## Excerpted records
============================================================

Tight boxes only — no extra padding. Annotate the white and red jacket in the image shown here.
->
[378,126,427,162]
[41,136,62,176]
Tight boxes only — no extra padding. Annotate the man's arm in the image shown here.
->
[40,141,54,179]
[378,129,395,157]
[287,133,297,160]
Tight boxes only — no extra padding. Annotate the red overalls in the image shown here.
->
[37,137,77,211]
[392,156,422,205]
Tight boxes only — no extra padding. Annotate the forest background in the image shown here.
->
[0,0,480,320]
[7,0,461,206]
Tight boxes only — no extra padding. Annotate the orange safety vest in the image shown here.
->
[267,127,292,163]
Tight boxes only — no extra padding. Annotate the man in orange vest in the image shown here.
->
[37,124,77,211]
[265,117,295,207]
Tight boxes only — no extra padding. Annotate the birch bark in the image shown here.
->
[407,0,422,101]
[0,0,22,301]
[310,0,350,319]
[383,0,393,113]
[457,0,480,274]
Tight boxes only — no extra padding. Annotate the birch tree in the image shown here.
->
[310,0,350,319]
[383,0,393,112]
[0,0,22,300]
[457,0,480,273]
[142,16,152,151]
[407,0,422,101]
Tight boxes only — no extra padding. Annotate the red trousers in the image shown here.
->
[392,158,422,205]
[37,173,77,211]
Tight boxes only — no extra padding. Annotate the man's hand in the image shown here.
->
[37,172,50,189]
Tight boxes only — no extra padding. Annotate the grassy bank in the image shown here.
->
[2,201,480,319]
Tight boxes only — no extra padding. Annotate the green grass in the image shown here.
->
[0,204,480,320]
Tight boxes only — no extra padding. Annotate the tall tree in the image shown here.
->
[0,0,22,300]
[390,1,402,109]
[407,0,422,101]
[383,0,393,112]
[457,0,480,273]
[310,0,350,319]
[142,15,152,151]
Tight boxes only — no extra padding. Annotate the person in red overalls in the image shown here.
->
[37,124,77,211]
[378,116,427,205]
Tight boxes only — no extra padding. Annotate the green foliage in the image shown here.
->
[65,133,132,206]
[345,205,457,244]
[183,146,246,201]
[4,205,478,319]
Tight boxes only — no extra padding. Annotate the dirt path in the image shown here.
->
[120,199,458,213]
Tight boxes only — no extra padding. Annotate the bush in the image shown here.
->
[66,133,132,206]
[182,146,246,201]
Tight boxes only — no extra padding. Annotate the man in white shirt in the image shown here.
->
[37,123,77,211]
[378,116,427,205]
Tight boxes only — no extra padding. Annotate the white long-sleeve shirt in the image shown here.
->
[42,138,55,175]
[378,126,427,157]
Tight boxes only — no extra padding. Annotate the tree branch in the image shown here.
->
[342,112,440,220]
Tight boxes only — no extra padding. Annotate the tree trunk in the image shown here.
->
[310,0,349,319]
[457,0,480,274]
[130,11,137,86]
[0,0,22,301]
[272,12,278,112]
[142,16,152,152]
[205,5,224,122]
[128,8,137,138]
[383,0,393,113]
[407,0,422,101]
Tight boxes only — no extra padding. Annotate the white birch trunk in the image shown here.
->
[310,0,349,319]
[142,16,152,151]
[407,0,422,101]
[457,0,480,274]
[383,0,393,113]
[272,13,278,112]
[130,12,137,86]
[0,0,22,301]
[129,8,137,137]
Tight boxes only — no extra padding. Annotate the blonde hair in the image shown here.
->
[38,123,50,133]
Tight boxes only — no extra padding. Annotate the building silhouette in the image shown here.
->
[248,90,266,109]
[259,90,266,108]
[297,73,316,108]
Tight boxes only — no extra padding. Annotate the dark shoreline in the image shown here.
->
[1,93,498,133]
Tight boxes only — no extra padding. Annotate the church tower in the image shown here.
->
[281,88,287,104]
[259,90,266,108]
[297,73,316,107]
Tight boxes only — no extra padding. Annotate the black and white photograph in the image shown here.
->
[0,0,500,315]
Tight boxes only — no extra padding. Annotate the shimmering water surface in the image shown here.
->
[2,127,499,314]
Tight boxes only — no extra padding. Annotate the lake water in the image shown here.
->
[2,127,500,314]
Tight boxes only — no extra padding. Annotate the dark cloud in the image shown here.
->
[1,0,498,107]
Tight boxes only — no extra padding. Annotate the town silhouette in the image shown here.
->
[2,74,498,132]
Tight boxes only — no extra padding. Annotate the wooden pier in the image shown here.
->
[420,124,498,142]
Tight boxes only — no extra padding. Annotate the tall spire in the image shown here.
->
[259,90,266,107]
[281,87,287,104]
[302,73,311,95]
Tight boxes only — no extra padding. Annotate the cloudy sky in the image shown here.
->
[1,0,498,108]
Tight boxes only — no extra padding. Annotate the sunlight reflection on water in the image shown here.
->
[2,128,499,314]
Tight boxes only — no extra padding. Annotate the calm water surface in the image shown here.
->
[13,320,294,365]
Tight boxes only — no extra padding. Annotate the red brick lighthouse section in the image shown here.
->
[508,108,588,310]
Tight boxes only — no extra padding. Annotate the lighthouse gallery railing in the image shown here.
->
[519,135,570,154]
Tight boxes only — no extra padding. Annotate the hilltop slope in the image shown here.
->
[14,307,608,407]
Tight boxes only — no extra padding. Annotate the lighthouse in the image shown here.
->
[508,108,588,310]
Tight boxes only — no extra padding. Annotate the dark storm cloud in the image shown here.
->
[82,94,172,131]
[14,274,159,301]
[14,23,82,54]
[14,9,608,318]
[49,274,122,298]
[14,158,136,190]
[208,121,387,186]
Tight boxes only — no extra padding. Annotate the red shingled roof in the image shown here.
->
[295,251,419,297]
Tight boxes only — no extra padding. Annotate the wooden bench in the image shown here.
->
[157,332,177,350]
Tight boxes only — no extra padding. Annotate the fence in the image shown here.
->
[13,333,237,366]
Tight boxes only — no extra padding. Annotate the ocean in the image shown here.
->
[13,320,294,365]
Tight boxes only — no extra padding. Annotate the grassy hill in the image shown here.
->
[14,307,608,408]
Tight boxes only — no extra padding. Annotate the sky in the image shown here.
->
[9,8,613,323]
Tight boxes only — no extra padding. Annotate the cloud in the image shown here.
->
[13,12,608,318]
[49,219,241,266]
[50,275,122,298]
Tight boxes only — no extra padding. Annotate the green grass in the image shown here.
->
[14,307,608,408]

============================================================

## What is asked
Can you reproduce all of the material above, swapping "Annotate" for "Outline" wherever it appears and leaving everything else unchanged?

## Correct answer
Tight boxes only — no extra padding. Outline the white and red jacket in the image shown here.
->
[378,126,427,162]
[41,136,62,176]
Tight boxes only — no extra padding. Outline the man's arm in the image shown here.
->
[40,141,54,179]
[378,129,395,157]
[287,133,297,160]
Tight boxes only — no extra padding. Outline the red overalls in the image shown here.
->
[37,137,77,211]
[392,156,422,205]
Tight boxes only — no extra padding. Outline the forest background in the image shown here.
->
[0,0,480,320]
[7,0,461,206]
Tight boxes only — no extra padding. Outline the orange safety vest in the image shown here.
->
[267,127,292,163]
Tight boxes only — no extra padding. Outline the man in orange vest in the image shown here.
->
[37,124,77,211]
[265,117,295,207]
Tight boxes only — no extra padding. Outline the birch bark in the image shown here.
->
[407,0,422,101]
[0,0,22,301]
[310,0,350,319]
[383,0,393,113]
[457,0,480,274]
Tight boxes only — no extra padding. Outline the birch tree in the image shown here.
->
[310,0,350,319]
[383,0,393,112]
[0,0,22,300]
[457,0,480,273]
[142,16,152,151]
[407,0,422,101]
Tight boxes only — no extra padding. Outline the red trousers in the image shown here.
->
[392,158,422,205]
[37,173,77,211]
Tight boxes only — no extra padding. Outline the man's hand in the image shown here.
->
[37,172,50,189]
Tight boxes only — no extra padding. Outline the grassy bank in the image shown here.
->
[2,201,480,319]
Tight boxes only — no extra padding. Outline the green grass in the image shown here.
->
[0,204,480,320]
Tight boxes only — no extra padding. Outline the tall tree in the image shown here.
->
[0,0,22,300]
[390,1,402,109]
[407,0,422,101]
[383,0,393,112]
[457,0,480,273]
[310,0,350,319]
[142,15,152,151]
Tight boxes only — no extra padding. Outline the person in red overalls in the image shown here.
->
[37,124,77,211]
[378,116,427,205]
Tight boxes only — no extra padding. Outline the green foliage in the image shown here.
->
[65,133,132,206]
[345,205,457,244]
[183,146,246,201]
[4,205,478,319]
Tight boxes only — no extra padding. Outline the dirt path in the image shown here.
->
[120,199,458,213]
Tight boxes only — no extra padding. Outline the bush in the image shown here.
->
[66,133,132,206]
[182,146,246,201]
Tight boxes only — no extra padding. Outline the man in white shirt in the image shown here.
->
[37,123,77,211]
[378,116,427,205]
Tight boxes only — no extra padding. Outline the white long-sleeve shirt in the image shown here.
->
[42,138,55,175]
[378,126,427,157]
Tight boxes only — no extra padding. Outline the tree branch in the image shown here.
->
[342,112,440,220]
Tight boxes only — no extra padding. Outline the tree trunk in the image shown here.
->
[310,0,349,319]
[457,0,480,274]
[130,11,137,86]
[0,0,22,301]
[272,12,278,112]
[142,16,152,152]
[205,5,224,122]
[128,8,137,138]
[383,0,393,113]
[407,0,422,101]
Tight boxes only — no extra padding. Outline the white birch trunk in the image shown here.
->
[310,0,349,319]
[142,16,152,151]
[407,0,422,101]
[457,0,480,274]
[383,0,393,113]
[272,13,278,112]
[130,12,137,86]
[0,0,22,301]
[129,8,137,137]
Tight boxes only — no extra padding. Outline the blonde hair in the image shown here.
->
[38,123,50,133]
Tight boxes only — no extra padding. Outline the building silhouette in the image shown here.
->
[248,90,266,109]
[259,90,266,108]
[297,73,316,108]
Tight boxes only — no extra padding. Outline the dark shoreline in the image shown here.
->
[1,93,498,133]
Tight boxes only — no extra padding. Outline the church tower in the image shown here.
->
[281,88,287,104]
[259,90,266,108]
[297,73,316,107]
Tight boxes only — no extra padding. Outline the black and white photograph in the image shown here.
->
[0,0,500,315]
Tight boxes only — no extra padding. Outline the shimmering water surface in the image shown here.
->
[2,127,499,314]
Tight boxes only — no extra padding. Outline the lake water in the image shown here.
->
[2,127,500,314]
Tight boxes only — no extra padding. Outline the dark cloud in the image shown here.
->
[1,0,498,107]
Tight boxes only — no extra padding. Outline the town silhouette in the image shown here.
->
[2,74,498,132]
Tight boxes only — no extra padding. Outline the wooden pier in the image shown here.
->
[420,124,498,142]
Tight boxes only — no extra padding. Outline the tall spire in the image shown here.
->
[259,90,266,107]
[281,87,287,104]
[302,73,311,95]
Tight boxes only — no extra padding. Outline the cloudy sky in the image shown here.
->
[1,0,498,108]
Tight boxes only — no extra padding. Outline the sunlight reflection on water in the image shown here.
->
[2,128,499,314]
Tight boxes only — no extra padding. Outline the calm water surface in the image shown here.
->
[13,320,294,365]
Tight boxes only — no extra padding. Outline the red brick lighthouse section in the image shown here.
->
[508,108,588,310]
Tight boxes only — no extra padding. Outline the lighthouse gallery railing in the image shown here.
->
[519,135,570,154]
Tight boxes only — no extra padding. Outline the hilltop slope in the image shown here.
->
[14,307,608,407]
Tight boxes only — no extra padding. Outline the lighthouse in the image shown here.
->
[508,108,588,310]
Tight boxes only — no extra padding. Outline the dark storm cloud in the image shown here.
->
[82,94,172,131]
[14,274,159,301]
[14,23,82,54]
[14,9,608,318]
[49,274,122,298]
[14,158,136,190]
[208,121,387,186]
Tight boxes only — no extra padding. Outline the red shingled roof in the image shown here.
->
[295,251,419,297]
Tight boxes only — no extra padding. Outline the wooden bench in the image shown here.
->
[157,332,177,350]
Tight boxes only — no extra padding. Outline the fence in the image shown here.
->
[13,333,237,366]
Tight boxes only — no extra padding. Outline the ocean in the image shown here.
->
[13,320,294,365]
Tight boxes only — no extra padding. Outline the grassy hill in the image shown here.
->
[14,307,608,408]
Tight boxes only — no extra padding. Outline the sky in the image shown here.
->
[9,8,613,323]
Tight boxes only — no extra padding. Outline the cloud in the image shown here.
->
[13,12,608,318]
[49,219,241,266]
[50,275,122,298]
Tight boxes only — no extra padding. Outline the green grass in the image shown here.
->
[14,307,608,408]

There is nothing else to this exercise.